◆ ИСХОДНЫЙ ОТРЫВОК:
----------------

Да, вот известный мифологический сюжет: память Тиресия, когда встречаются два родных человека, Тиресий был лишен зрения, но он обладал обостренной памятью, он ничего не мог видеть, потому что он так был наказан богами. А мать Тиресия напротив, она видела, но она была лишена памяти, и вот интересно, что она его не узнала, а он ее узнал, потому что беспамятное зрение является слепым, не обладая памятью, мы ничего не увидим. Некий предел развития цивилизации, один из рисков есть лишение исторической памяти и слепоты.

А. Козырев

— Мы сегодня говорим о вере и знании и о многих вещах, которые сопредельны с этим, вот тема памяти, мне кажется, очень важная, потому что ее тоже нельзя свести к науке. Говорим об этом с психологом и психотерапевтом Кириллом Журавлевым и после небольшой паузы мы вернемся в студию и продолжим наш разговор в программе «Философские ночи».

А. Козырев

— В эфире радио «Вера» программа «Философские ночи», с вами ее ведущий Алексей Козырев и наш сегодняшний гость, психолог, психотерапевт Кирилл Владимирович Журавлев, мы говорим сегодня о знании и вере и о том, как эти явления, эти великие культурные ценности, культурные реалии относятся к современному человеку, потому что, вообще-то говоря, смысл наших бесед не в том, чтобы постичь историю философии, а в том, чтобы постичь самих себя с помощью философии, постичь, кто мы есть, для чего мы пришли в этот мир. И вот сегодня, хотим мы того или нет, мы пришли в мир, как писал Флоренский, где техника заменяет собой Таинства, где цивилизация выходит на передний план по отношению к культуре и где господствует общество потребления, мы постоянно потребляем и становимся ли мы от этого счастливее, то есть является ли это общество с избытком информации, где каждый из нас постоянно находится как бы на вулкане, извергающем лаву информации и с избытком товаров, является ли современный человек более счастливым и более ли комфортно ему в мире, чем, допустим, человеку средневековья, который жил в большей степени ценностями религии и в большей степени общался, по крайней мере, находил время для того, чтобы общаться с Богом?

----------------

◆ СПИСОК:
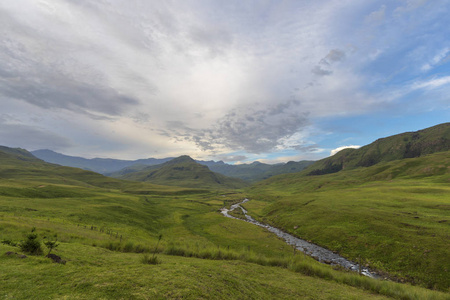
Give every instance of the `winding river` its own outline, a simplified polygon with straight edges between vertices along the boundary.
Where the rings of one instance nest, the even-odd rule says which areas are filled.
[[[359,271],[359,265],[355,262],[349,261],[328,249],[322,248],[313,243],[299,239],[298,237],[295,237],[289,233],[286,233],[278,228],[275,228],[270,225],[263,224],[261,222],[256,221],[251,216],[249,216],[247,214],[247,211],[241,206],[241,204],[244,204],[248,201],[249,201],[248,199],[244,199],[242,202],[232,205],[230,207],[230,209],[222,208],[220,211],[225,217],[246,221],[246,222],[252,223],[254,225],[266,228],[268,231],[273,232],[278,237],[284,239],[287,244],[289,244],[289,245],[295,247],[297,250],[302,251],[303,253],[313,257],[314,259],[318,260],[319,262],[330,264],[330,265],[340,265],[340,266],[342,266],[346,269],[352,270],[352,271]],[[229,214],[230,211],[233,211],[235,209],[241,209],[242,212],[244,213],[246,219],[244,220],[244,219],[236,218]],[[371,277],[371,278],[379,278],[379,276],[376,273],[371,272],[367,268],[362,268],[361,274]]]

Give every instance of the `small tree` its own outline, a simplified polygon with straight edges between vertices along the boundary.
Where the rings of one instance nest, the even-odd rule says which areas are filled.
[[[42,254],[41,242],[37,239],[38,235],[35,233],[36,227],[31,229],[31,233],[26,235],[25,241],[20,243],[20,250],[32,255]]]
[[[45,241],[44,242],[45,247],[47,247],[47,249],[48,249],[47,256],[50,254],[50,252],[53,249],[56,249],[56,247],[58,247],[59,244],[57,243],[57,241],[58,241],[58,236],[55,234],[55,240],[54,241]]]
[[[159,242],[162,239],[162,234],[160,234],[158,236],[158,242],[156,243],[156,247],[155,250],[153,251],[153,256],[149,257],[149,255],[147,253],[144,254],[144,257],[142,258],[142,263],[144,264],[151,264],[151,265],[157,265],[160,264],[161,262],[158,260],[158,257],[156,256],[156,252],[158,251],[158,245]]]

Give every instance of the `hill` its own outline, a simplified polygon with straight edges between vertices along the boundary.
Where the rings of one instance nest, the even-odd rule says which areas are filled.
[[[317,161],[305,172],[309,175],[330,174],[448,150],[450,150],[450,123],[444,123],[416,132],[381,138],[359,149],[344,149],[331,157]]]
[[[23,149],[0,157],[0,298],[445,298],[333,270],[218,213],[242,194],[161,190],[51,165]],[[32,228],[42,247],[57,240],[52,254],[65,264],[21,250]]]
[[[229,165],[225,163],[216,163],[209,165],[209,169],[213,172],[223,174],[225,176],[240,178],[249,182],[257,182],[270,178],[279,174],[300,172],[313,161],[290,161],[275,165],[264,164],[261,162],[253,162],[251,164]]]
[[[386,155],[372,166],[357,167],[363,160],[343,160],[354,165],[317,176],[310,176],[308,169],[269,178],[251,187],[252,201],[245,208],[259,220],[351,260],[362,260],[397,280],[448,291],[450,150],[443,146],[447,126],[431,130],[442,137],[419,132],[420,147],[411,141],[415,133],[378,140],[378,149],[396,147],[397,152],[380,150]],[[405,155],[407,139],[409,149],[420,149],[421,155],[392,160]],[[364,158],[376,149],[369,146],[355,157]],[[436,152],[423,154],[432,151]],[[320,163],[311,168],[317,170]]]
[[[146,158],[138,160],[120,160],[112,158],[92,158],[87,159],[77,156],[69,156],[61,153],[54,152],[48,149],[41,149],[31,151],[31,154],[40,158],[46,162],[58,164],[67,167],[74,167],[93,171],[100,174],[107,174],[118,171],[120,169],[132,166],[132,165],[157,165],[162,164],[172,158]]]
[[[87,159],[83,157],[64,155],[47,149],[36,150],[31,153],[37,158],[49,163],[94,171],[114,178],[120,178],[128,173],[142,171],[148,166],[159,165],[173,159],[173,157],[161,159],[146,158],[137,160],[120,160],[112,158]],[[224,163],[223,161],[196,160],[196,162],[207,166],[215,173],[228,177],[239,178],[248,182],[256,182],[278,174],[299,172],[313,163],[313,161],[291,161],[288,163],[280,163],[275,165],[260,162],[230,165]]]
[[[242,188],[247,184],[239,179],[226,177],[197,163],[189,156],[180,156],[161,165],[143,168],[119,178],[145,181],[154,184],[196,188]]]

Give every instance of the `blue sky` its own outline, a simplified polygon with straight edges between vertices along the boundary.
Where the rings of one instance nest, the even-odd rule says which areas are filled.
[[[450,120],[450,3],[0,2],[0,144],[315,160]]]

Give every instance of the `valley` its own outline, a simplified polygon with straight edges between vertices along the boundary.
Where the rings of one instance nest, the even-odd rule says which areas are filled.
[[[444,148],[423,155],[382,159],[380,151],[371,166],[343,160],[343,170],[311,174],[338,153],[254,184],[186,156],[124,180],[2,147],[0,298],[448,299],[450,126],[439,128],[435,139],[421,132],[422,145],[439,140]],[[396,139],[384,141],[403,149]],[[221,214],[245,198],[256,221],[381,278],[319,263]],[[45,241],[57,241],[52,253],[65,264],[22,251],[33,228],[43,253]]]

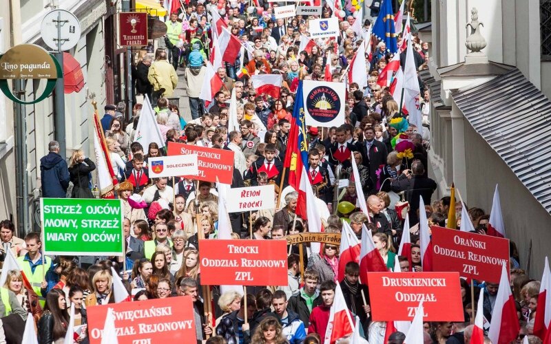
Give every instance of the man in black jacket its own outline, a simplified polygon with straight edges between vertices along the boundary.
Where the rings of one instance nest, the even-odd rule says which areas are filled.
[[[291,297],[287,309],[298,314],[298,318],[307,328],[310,313],[314,307],[323,303],[322,297],[318,291],[320,275],[314,270],[304,271],[304,286],[300,288],[298,295]]]
[[[344,266],[344,279],[340,283],[342,296],[346,302],[346,307],[352,313],[360,317],[360,321],[367,333],[368,319],[371,308],[369,305],[369,290],[367,286],[359,281],[360,265],[355,261],[349,261]],[[364,304],[364,299],[368,303]]]
[[[145,55],[141,62],[136,66],[136,90],[138,94],[147,95],[149,100],[151,100],[151,94],[153,92],[153,85],[147,80],[151,60],[150,56]]]

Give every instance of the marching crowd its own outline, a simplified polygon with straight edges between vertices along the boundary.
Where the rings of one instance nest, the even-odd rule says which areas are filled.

----------------

◆ ЧТО СДЕЛАТЬ: Продолжите беседу о вере и знании из программы «Философские ночи», начав сразу после последней фразы отрывка.

◆ РЕЗУЛЬТАТ:
К. Журавлев

— Да, спасибо, очень интересный вопрос, и я тоже сейчас вспомнил Флоренского, в работе «Столп и утверждение истины» он писал о технике и ввел очень интересный термин, очень интересное понятие: «органопроекция», то есть человек фактически продлевает себя в окружающем мире. Что такое колесо — это улучшенная человеческая нога, мы бегаем с помощью колес быстрее, то есть, как сейчас сказали бы современные школьники: «колесо — это апгрейд ноги». Что такое очки или микроскоп, или телескоп — это улучшенный человеческий глаз, что такое пассатижи — это улучшенные человеческие руки и так далее.

А. Козырев

— А вот душа человеческая улучшенная — это что?

К. Журавлев

— Да, а вот улучшенная человеческая душа невозможна, об этом и говорит Флоренский. То есть что такое техника: человек продлевает свое тело в мир, но душу-то он не продлевает с помощью ценностей цивилизации. И вот интересно, что еще Виктор Франкл обратил внимание на ряд исследований, и сам он их проводил, об этом он написал в книжке «Человек в поисках смысла» о том, что по мере развития цивилизации и по мере роста благосостояния общества, сейчас модно говорить: «общество потребления» — увеличивается количество самоубийств, то есть в традиционных обществах нет самоубийств, если речь не идет о каком-то культе вроде культа самурая, например, нет самоубийств, нет неврозов, минимальное количество разводов, и люди не терзаются какими-то психопатологическими проблемами, им не нужно давать таблетки и принимать антидепрессанты.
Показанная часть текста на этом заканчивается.